▶ Yönerge ve koşullar
Aşağıdaki Kur'an hakkındaki metin "tasrif" kavramını nasıl tanımlıyor? Kur'an'ın tasrif edildiği bilgisini hangi ayetlere dayandırıyor?

▶ Metin bloğu
Kur'an ın bizzat Allah tarafından apaçık ve açıklanmış olması, türlü örneklerle detaylandırılmış, teferruatlandırılmış, kendi içinde çözüme kavuşturulmuş olması,

Kur'an ın basit bir okumayla içindeki ilahi hazinelere, bilgilere, insanlığa rehber olan bu mucizevi yol göstericiliğine ulaşılabilineceği anlamına gelmez.

Tabi ki Kur'an bizzat Allah tarafından;

Tebyin edildi ( Açıklandı )

( Nahl/89; Bakara/118; l-i İmran/118;

Hadîd/17 )

Tasrif edildi (Çeşitli şekillerde sindire sindire anlatıldı )

( Kehf/54; İsrâ/89 )

Tafsil edildi ( Çeşitli şekillerde detaylandırıldı )

( Hûd/1; Yunus/5-24-37; Arâf/32-52-174; En'âm/55-97-98-114-126)

Tefsir edildi ( Kendi içinde çözüme kavuşturuldu ) ( Furkân/33 )

▶ Bir veri dosyasının bölümü
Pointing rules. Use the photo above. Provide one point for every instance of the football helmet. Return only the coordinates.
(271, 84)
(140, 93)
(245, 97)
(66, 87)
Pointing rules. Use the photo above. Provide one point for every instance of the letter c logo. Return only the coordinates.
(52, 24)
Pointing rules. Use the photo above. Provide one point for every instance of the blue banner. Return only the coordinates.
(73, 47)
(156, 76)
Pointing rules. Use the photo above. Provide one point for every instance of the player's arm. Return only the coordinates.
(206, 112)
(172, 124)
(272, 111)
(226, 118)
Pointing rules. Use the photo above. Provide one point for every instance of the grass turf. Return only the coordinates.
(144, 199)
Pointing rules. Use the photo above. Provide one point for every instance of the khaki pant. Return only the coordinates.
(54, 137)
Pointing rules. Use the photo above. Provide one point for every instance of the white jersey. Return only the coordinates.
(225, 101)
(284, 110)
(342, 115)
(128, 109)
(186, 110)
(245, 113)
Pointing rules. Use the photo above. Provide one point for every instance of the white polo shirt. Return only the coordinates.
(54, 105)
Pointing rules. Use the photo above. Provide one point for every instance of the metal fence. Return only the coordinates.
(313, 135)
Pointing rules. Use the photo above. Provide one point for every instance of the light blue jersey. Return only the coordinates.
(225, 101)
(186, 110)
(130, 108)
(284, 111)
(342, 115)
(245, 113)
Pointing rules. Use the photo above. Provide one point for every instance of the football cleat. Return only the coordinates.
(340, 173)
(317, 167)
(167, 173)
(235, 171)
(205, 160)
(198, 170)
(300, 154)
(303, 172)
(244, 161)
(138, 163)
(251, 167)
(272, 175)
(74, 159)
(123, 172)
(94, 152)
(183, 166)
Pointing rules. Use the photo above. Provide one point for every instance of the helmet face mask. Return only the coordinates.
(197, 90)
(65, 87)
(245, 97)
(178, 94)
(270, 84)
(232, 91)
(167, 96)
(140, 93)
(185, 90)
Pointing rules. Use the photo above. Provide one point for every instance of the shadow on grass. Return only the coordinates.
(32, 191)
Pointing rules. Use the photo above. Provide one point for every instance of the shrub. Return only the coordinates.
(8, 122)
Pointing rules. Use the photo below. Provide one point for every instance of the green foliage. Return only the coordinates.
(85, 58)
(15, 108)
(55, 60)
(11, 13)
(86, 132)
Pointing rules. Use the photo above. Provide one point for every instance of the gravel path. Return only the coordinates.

▶ Alıştırma çıktısı
Metne göre tasrif, Kur'an'ın çeşitli şekillerde sindire sindire anlatılmasıdır. Metin, Kur'an'ın bizzat Allah tarafından tasrif edildiği bilgisini Kehf/54 ve İsrâ/89 ayetlerine dayandırır.